Point-based annotation records
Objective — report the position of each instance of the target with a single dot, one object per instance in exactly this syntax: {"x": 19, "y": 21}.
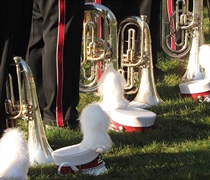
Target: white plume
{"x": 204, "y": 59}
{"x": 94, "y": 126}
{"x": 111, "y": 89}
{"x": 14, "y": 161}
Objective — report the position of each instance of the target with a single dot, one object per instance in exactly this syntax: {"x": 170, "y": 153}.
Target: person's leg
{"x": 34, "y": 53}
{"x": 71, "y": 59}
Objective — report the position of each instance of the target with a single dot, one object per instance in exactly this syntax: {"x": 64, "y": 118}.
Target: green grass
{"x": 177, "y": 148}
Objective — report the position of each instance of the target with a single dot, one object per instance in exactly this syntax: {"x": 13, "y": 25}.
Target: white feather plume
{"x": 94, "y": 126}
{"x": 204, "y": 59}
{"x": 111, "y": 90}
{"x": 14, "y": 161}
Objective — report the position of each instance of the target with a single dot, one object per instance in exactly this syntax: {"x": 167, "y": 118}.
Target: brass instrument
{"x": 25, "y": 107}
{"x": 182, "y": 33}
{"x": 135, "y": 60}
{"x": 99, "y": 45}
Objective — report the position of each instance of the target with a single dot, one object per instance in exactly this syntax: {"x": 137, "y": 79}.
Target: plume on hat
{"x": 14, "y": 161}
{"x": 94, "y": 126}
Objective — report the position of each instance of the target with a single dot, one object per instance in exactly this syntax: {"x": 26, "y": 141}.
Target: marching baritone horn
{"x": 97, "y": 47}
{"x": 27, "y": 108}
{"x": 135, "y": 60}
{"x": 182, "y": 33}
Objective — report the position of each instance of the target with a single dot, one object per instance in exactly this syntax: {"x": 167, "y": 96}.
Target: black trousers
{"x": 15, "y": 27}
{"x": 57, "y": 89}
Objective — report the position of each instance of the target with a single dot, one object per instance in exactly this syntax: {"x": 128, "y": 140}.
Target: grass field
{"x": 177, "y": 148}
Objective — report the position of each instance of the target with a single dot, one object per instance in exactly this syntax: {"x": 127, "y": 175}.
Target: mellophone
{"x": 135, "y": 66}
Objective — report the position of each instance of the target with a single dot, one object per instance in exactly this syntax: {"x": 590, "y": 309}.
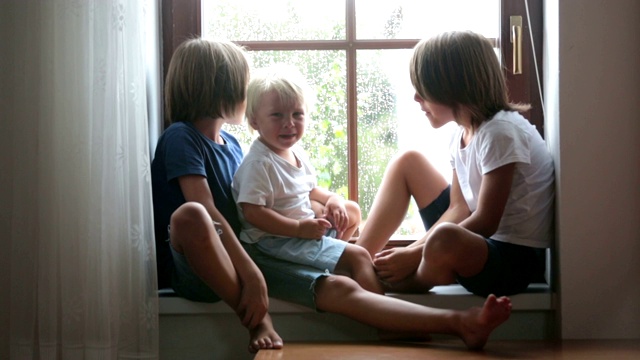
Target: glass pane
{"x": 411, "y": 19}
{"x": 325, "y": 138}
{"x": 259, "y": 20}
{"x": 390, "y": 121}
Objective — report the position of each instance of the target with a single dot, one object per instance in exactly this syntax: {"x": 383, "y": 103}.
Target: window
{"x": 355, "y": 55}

==

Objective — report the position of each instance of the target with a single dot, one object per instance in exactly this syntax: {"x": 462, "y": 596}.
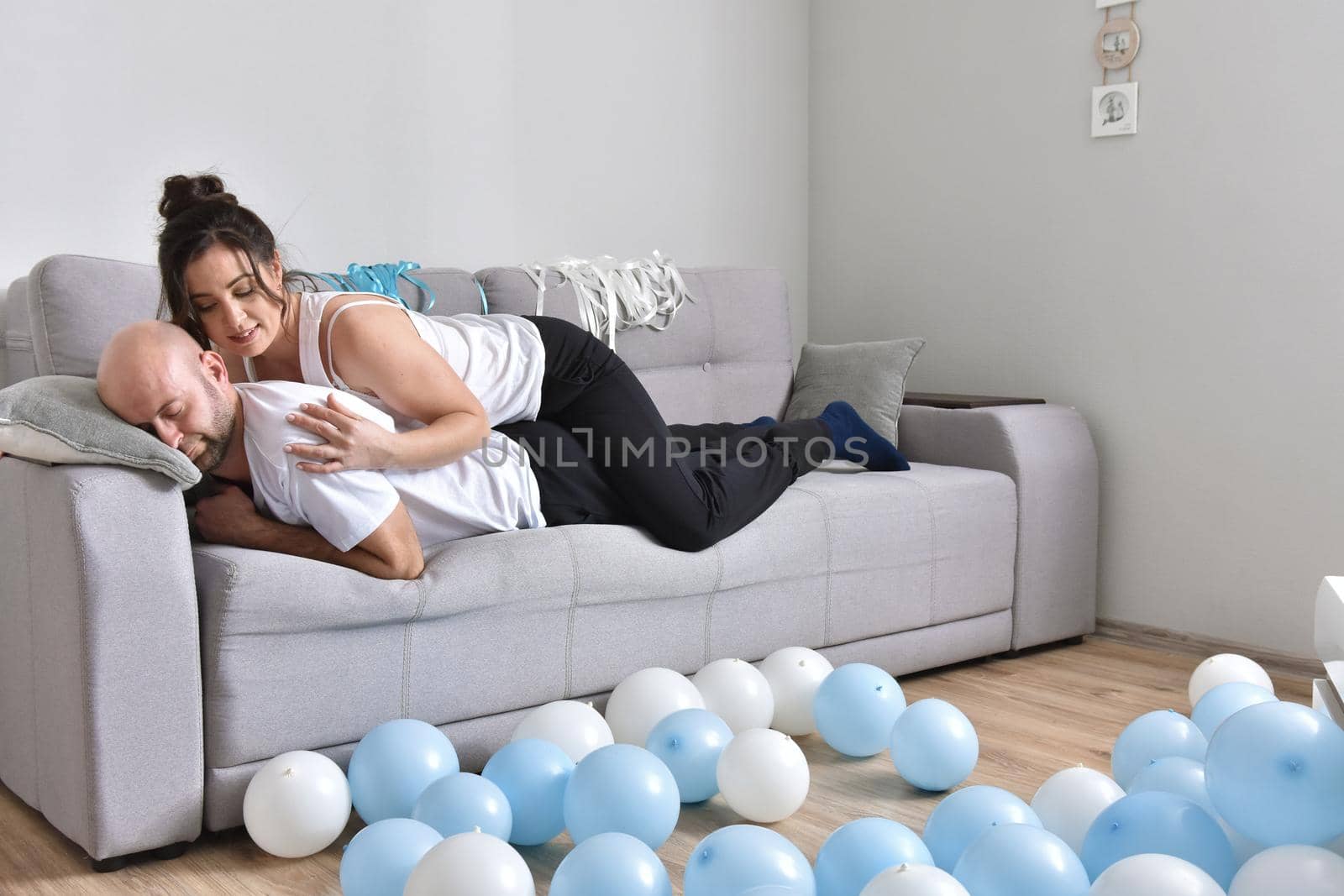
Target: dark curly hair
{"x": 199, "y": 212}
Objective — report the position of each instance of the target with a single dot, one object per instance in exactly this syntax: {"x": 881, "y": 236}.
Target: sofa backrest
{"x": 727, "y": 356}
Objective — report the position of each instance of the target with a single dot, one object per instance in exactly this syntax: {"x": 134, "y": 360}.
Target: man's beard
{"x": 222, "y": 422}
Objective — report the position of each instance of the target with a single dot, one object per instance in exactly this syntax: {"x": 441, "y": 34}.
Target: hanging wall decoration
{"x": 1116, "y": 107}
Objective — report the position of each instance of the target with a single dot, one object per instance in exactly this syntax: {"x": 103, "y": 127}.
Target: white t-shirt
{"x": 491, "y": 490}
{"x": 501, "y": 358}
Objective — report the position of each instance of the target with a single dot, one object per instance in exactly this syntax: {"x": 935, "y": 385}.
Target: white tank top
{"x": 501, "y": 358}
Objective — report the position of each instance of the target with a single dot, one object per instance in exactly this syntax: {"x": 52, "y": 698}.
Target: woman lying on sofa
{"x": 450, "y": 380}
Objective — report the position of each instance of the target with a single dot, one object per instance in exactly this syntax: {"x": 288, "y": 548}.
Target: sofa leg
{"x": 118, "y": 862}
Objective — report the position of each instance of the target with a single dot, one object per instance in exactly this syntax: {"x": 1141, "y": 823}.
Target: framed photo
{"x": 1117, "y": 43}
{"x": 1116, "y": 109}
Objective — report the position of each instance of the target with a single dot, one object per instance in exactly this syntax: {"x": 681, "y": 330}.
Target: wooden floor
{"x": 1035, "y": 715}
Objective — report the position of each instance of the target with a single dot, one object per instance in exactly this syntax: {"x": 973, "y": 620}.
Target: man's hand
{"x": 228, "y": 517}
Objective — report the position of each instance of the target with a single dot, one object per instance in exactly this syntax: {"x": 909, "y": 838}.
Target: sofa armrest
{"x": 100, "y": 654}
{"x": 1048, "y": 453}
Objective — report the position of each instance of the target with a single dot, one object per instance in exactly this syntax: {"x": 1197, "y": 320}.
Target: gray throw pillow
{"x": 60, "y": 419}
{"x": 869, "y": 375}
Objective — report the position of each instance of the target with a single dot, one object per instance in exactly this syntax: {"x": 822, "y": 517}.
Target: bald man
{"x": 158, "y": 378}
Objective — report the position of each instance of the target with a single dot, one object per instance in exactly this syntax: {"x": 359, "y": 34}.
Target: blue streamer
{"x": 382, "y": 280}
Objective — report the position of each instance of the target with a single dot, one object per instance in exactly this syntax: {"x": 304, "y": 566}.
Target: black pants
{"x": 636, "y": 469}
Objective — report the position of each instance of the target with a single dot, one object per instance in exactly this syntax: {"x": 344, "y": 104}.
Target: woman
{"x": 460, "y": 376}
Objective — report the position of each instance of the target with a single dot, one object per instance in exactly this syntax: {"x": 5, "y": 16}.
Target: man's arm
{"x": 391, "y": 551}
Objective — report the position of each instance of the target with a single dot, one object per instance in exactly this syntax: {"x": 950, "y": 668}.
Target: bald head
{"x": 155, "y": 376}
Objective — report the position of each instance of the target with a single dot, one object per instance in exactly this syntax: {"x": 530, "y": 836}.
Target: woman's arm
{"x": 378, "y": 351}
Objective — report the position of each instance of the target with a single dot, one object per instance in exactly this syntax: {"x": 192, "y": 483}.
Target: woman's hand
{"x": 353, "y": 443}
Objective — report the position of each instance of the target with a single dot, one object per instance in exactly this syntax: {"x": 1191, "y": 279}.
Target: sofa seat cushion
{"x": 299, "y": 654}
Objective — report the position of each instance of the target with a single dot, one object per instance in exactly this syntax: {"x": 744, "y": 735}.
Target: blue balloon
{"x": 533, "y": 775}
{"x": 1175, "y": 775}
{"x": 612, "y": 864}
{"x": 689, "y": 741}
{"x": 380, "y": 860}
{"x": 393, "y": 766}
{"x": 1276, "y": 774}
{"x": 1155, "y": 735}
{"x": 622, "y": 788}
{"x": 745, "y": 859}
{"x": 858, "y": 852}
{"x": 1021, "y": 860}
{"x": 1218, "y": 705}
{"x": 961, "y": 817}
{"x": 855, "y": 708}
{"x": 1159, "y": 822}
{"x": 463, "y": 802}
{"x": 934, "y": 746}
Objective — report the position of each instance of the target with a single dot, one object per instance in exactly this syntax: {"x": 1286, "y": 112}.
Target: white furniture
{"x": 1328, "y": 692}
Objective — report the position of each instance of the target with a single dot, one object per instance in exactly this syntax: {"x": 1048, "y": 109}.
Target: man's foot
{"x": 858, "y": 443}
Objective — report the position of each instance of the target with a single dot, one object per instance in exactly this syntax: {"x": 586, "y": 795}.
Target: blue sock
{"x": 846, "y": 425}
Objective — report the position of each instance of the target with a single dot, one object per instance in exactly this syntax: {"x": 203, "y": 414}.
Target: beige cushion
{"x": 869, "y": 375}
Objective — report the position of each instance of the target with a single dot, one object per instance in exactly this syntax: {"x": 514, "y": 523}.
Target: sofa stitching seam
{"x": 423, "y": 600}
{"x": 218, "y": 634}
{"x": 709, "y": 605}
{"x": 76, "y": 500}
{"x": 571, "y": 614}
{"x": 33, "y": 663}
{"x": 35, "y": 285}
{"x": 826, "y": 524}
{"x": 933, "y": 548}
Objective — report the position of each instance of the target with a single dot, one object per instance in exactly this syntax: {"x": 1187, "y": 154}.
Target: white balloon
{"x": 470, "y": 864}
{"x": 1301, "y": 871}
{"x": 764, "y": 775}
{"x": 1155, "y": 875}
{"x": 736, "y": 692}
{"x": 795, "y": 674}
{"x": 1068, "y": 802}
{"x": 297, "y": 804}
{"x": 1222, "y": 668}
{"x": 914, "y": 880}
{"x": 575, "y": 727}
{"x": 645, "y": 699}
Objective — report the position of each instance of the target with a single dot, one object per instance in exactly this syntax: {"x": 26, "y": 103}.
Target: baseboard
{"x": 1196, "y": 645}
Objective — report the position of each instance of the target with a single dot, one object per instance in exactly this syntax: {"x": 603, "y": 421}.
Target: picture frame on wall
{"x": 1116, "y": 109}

...

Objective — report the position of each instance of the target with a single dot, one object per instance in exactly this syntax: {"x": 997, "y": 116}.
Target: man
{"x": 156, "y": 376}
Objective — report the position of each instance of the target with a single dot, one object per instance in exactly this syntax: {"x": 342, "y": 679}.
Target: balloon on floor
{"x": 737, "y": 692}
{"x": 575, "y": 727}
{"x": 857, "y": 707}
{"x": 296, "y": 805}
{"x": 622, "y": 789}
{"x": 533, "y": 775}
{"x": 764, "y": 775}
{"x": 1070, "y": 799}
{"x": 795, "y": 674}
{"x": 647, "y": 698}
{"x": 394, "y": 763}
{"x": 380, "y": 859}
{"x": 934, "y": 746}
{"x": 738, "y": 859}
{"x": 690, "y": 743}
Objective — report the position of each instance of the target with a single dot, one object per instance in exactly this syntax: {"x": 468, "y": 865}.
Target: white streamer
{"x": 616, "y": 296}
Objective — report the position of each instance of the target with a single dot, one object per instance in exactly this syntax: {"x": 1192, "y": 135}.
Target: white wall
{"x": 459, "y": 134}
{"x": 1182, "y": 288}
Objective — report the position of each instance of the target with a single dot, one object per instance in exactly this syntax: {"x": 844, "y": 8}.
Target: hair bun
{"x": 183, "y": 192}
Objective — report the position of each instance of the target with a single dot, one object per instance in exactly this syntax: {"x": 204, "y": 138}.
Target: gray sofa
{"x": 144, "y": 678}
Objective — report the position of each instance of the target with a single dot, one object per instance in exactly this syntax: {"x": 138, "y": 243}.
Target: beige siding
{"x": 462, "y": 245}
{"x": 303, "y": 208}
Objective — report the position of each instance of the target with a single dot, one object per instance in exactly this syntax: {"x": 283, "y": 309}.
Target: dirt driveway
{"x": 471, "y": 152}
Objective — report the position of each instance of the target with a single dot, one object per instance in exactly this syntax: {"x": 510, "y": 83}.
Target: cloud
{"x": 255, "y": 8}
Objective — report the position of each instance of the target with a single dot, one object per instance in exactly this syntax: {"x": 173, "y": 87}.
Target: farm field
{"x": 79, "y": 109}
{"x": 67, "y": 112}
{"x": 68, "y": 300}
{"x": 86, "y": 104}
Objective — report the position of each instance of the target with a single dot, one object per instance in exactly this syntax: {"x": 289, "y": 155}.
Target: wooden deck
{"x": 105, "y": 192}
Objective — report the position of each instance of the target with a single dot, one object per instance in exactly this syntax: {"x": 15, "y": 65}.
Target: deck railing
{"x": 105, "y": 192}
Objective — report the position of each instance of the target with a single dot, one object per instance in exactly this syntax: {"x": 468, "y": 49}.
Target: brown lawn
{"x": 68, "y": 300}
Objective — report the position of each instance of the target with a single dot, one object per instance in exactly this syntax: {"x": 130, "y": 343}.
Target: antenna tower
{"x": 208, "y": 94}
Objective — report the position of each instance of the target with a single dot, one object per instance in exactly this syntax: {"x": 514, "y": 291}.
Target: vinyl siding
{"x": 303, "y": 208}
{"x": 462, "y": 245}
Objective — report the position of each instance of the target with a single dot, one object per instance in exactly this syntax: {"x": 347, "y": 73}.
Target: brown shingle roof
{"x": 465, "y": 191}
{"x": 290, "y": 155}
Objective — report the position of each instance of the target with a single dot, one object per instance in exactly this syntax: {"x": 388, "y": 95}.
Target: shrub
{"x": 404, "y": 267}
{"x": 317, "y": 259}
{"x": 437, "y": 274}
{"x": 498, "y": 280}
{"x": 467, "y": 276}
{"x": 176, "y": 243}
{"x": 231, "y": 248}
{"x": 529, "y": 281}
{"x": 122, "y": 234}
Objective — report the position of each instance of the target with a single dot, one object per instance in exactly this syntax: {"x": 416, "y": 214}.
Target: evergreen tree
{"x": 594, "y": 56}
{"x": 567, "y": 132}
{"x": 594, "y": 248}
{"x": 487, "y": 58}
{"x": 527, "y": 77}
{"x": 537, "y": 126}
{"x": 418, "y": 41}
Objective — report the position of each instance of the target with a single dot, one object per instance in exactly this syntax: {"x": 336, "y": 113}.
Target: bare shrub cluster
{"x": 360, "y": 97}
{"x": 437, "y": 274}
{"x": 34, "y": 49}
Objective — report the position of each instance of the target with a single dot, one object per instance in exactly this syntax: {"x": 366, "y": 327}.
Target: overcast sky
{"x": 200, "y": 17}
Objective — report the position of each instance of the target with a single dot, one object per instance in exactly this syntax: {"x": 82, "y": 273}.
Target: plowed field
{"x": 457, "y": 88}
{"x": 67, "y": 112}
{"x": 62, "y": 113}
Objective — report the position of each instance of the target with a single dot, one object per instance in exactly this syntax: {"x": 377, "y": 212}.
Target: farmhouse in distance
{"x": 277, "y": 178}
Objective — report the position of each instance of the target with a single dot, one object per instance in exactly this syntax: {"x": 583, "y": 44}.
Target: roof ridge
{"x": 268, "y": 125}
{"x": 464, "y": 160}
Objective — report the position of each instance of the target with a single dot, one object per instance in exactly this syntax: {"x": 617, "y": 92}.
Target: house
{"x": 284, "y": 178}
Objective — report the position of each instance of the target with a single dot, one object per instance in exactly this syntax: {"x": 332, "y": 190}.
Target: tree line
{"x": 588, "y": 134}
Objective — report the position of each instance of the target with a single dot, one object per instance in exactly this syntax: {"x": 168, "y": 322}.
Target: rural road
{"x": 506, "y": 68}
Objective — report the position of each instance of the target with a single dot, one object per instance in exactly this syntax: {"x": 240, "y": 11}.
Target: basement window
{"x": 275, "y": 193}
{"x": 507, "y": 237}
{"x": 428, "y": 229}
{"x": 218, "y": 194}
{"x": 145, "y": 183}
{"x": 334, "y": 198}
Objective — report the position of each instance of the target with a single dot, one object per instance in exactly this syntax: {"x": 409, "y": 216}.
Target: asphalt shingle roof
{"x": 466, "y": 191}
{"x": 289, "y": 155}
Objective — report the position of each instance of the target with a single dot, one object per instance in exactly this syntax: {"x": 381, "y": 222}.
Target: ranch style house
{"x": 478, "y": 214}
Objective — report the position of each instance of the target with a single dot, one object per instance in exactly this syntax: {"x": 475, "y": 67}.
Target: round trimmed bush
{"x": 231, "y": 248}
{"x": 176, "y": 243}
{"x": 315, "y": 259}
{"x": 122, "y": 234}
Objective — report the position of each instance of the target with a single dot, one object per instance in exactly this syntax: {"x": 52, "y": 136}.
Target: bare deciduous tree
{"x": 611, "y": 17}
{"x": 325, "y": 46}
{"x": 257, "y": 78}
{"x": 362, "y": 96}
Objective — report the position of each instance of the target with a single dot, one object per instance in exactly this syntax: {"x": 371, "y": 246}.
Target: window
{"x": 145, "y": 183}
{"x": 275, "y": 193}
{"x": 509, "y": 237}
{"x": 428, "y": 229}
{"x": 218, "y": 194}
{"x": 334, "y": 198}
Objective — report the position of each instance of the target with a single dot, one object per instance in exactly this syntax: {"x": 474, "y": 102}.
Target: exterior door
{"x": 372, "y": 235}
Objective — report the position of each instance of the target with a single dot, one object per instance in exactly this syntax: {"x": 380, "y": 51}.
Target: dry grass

Task goal ▸ State only the number of lines in the records above that contain the string "woman", counting a match only where the letter case is the same.

Task answer ▸ 4